━━━ Secção do documento ━━━

Experimentalista, poesia concreta, electrónica... E daí?

Há 12 anos Pombal Maria surpreendia-nos com um trabalho de grande criação e atitude literária, quando publicou “Asas de Sonho Ferido”.  Ressurge agora, mais amadurecido, com um novo título PALAVRAS LAVRADAS. Consta de poema/grafias que reelaboram a intenção primeira da obra primogénita.
As vezes excessivo no método, o autor retem-nos numa expressão formal, estruturalista, que depois nos conduz para um universo experimental-visual onde predomina uma estrategia cerebral e até uma lacónica percepção de desertificação da alma.

━━━ Dados registados ━━━

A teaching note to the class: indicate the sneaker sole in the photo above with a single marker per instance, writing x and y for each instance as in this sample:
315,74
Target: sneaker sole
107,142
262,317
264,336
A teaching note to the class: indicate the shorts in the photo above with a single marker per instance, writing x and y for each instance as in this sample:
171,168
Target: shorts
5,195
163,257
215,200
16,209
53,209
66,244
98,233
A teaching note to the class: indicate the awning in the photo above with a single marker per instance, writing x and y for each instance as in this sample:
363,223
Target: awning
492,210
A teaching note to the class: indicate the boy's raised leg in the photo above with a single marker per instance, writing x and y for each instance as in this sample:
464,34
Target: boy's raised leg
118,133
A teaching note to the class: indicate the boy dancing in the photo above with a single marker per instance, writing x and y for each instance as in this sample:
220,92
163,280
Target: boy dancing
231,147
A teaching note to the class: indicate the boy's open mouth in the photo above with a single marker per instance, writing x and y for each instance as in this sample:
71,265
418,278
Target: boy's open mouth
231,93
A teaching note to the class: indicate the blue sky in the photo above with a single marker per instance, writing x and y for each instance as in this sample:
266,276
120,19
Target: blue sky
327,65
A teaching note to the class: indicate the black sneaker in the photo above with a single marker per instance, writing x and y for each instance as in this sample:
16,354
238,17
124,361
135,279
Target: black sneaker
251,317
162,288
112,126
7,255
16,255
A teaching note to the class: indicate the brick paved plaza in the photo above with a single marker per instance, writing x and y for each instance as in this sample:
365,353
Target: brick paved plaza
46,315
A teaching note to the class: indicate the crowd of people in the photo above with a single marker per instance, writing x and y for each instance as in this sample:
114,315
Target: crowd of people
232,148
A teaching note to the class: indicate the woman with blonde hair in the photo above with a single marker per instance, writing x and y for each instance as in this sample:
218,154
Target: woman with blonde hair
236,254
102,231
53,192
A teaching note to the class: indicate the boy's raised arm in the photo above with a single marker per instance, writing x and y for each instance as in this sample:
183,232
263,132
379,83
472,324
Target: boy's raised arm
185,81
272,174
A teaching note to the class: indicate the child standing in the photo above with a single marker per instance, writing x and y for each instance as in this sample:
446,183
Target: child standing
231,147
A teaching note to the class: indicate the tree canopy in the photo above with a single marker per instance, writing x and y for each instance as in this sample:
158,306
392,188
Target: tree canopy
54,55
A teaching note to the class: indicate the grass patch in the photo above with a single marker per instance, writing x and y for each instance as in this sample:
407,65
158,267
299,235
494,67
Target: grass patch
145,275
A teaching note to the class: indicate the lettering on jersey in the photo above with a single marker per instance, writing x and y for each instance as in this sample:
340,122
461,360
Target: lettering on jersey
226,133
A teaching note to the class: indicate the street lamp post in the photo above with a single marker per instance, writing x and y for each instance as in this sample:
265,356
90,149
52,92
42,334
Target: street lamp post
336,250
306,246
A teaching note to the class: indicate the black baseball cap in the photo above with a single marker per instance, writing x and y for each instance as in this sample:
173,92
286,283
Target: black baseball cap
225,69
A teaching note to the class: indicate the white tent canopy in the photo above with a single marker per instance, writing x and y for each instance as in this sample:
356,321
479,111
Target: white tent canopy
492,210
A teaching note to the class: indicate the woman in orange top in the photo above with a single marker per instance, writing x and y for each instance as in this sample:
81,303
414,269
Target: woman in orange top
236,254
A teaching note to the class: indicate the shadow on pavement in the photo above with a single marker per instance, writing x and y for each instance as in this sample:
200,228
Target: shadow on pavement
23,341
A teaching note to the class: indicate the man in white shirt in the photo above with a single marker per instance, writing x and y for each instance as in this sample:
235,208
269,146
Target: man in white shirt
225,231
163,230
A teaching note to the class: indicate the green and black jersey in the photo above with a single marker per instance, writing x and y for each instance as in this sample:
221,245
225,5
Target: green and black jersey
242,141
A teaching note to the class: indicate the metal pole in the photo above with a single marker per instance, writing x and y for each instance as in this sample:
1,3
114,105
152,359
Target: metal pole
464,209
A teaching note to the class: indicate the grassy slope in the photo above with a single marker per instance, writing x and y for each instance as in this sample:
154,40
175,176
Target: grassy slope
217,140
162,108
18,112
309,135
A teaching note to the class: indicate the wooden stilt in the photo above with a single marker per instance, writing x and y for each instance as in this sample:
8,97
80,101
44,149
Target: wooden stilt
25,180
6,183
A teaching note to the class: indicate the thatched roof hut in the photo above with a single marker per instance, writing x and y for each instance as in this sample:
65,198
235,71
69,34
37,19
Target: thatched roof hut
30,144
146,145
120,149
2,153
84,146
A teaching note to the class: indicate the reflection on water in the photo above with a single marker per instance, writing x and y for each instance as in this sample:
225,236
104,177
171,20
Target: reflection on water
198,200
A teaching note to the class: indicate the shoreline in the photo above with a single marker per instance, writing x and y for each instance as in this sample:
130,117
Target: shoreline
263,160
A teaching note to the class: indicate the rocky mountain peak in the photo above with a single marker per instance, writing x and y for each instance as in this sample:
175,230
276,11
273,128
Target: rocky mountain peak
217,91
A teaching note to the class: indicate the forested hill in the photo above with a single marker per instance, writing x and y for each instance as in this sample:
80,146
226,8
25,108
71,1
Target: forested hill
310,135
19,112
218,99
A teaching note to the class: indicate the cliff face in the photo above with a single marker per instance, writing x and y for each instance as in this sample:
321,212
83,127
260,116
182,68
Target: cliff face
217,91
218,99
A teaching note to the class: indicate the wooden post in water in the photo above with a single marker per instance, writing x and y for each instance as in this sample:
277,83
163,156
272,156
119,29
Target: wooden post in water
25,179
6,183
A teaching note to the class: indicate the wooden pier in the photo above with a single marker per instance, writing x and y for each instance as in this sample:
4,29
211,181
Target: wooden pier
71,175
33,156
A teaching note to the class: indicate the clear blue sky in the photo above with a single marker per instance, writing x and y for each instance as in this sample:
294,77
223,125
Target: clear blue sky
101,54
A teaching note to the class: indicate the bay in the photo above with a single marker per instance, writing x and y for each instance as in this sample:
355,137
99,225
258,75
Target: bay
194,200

━━━

#### [Descrição da tarefa]
Indique, por favor, todos os termos que o título da secção do documento enumera antes da pergunta "E daí?".

#### [Resolução do problema]
Experimentalista, poesia concreta, electrónica